Classification: Serial killer
Characteristics: Rape - Robberies
Number of victims: 5 + (70 claimed)
Date of murders: 1993 / 1995
Date of arrest: November 13, 1995
Date of birth: July 15, 1962
Victims profile: One elderly man and  four women age 33-37
Method of murder: Strangulation / Stabbing with knife
Location: California/Mississippi/Kentucky/Florida/Luisiana, USA 
Status: Sentenced to death on July 11, 1997 (Florida) and June 21, 1999 (California)

photo gallery




Supreme Court of Florida


opinion 92137

opinion SC91384

opinion SC05-732


Supreme Court of California


death penalty sentencing


A charming, handsome and volatile individual, Glen was the focus of an all-points national manhunt after a cross-country rampage that left at least four women dead in four separate states. The consummate ladies man, Glen liked to pick up blond and redheaded women in bars and ask them for a ride home. Then he would try to spend the night with them. All those charmed by his redneck good looks are now stretched out in the morgue. The killings came usually as a drunken afterthought. Glen is an example of a spree killer who, unlike serial killers, does not have cooling off periods between kills. His killings were the consequence of impromptu bursts of rage.

His first victim is believed to be a former house mate whose corpse was found in January 1993 under a pile of furniture in an abandoned house owned by the Rogers family. His next known kill was a woman he met at a bar in Van Nuys, California. On September, 1995, she was found raped and strangled inside her burning pickup truck. The third victim, another barfly, was found stabbed to death in her bathtub in Jackson, Mississippi on November 3. Yet another woman's body was found in a bathtub in Tampa, Florida on November 5. His last victim was found stabbed to death in her bedroom on November 11 in Bossier City, Louisiana.

"He's getting to be like one of your serial killers," said a Hamilton, Ohio, police detective. Rogers, a construction worker, grew up in Hamilton where he had frequent run-ins with the law. Once he poked a lit blowtorch through the peephole of his front door when police came in response to a domestic violence call. Authorities believe that he might be linked to as many as twelve deaths. In California, Rogers is a suspect in four unsolved killings in Ontario and Port Hueneme. Two days before his arrest he told his sister that he was responsible for more than 70 deaths. Later he recanted the number and said he was merely joking. According to authorities Glen was being cooperative during a six-hour interview after his arrest on November 13.

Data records

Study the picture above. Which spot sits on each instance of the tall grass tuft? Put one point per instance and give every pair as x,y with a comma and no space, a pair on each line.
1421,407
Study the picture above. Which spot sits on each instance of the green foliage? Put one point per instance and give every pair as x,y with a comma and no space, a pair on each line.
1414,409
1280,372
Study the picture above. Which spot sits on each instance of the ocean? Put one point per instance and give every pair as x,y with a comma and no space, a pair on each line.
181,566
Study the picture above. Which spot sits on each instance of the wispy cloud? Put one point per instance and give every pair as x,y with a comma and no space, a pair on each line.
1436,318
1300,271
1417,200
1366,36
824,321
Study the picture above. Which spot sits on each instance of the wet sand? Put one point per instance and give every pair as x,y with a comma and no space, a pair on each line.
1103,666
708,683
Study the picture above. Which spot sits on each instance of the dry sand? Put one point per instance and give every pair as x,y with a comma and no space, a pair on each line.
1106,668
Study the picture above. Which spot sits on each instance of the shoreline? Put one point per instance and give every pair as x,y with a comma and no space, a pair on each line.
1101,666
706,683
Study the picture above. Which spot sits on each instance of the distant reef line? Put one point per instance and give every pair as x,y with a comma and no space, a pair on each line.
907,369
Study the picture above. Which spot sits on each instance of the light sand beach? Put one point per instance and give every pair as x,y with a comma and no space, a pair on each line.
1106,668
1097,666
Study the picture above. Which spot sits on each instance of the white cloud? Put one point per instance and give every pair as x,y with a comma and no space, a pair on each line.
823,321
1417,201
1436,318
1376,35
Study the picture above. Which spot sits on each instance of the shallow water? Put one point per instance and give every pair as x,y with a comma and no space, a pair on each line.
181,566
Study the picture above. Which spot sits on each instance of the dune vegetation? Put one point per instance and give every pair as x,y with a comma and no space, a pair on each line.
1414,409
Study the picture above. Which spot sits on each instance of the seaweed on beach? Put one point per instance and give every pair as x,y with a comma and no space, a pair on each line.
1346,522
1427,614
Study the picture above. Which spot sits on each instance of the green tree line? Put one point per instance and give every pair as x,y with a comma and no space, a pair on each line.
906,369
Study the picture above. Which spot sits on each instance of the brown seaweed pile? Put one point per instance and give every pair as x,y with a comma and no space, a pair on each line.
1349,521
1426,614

→ **Problems to work on**:
1) Rewrite the rows from the line containing "the green tree" through the end of the rows, both ends included, keeping each request. Multiply every coordinate in the answers by 1.85 and round each to a whole number, rounding halves up.
2) Carry on the text about Glen Rogers from its last sentence.

→ **Responses to the tasks**:
1)
Study the picture above. Which spot sits on each instance of the green tree line? Put one point per instance and give every pair as x,y with a comma and no space, a pair on each line.
1676,683
Study the picture above. Which spot sits on each instance of the brown seaweed pile? Put one point per instance and give every pair as x,y with a comma and no space, a pair on each line.
2496,964
2638,1136

2)
On May 7, 1997 Glen was convicted of murder in a Tampa court for killing a woman he had met in a bar. The jury took eight hours to find him guilty of the murder of Tina Marie Cribbs and the next day, just three hours to recommend the death penalty. After the Tampa trial, Rogers faces three more trials in separate states. However, none of these states have filled charges yet.

Rogers and the victim met at a bar where Ms. Cribbs was waiting for her mother, Mrs. Mary Dicke. Mrs. Dicke was late, and Ms. Cribbs left a beer at the bar and asked friends to tell her mother she would be back shortly. She drove Rogers to a motel in Tampa and the two went inside and had sex. In a fit of rage the ex-carnival worker stabbed Ms. Cribbs twice, twisting the knife as he pulled it out from eight- and nine-inch wounds in her chest and buttocks before leaving her to a slow, agonizing death in a motel bathtub.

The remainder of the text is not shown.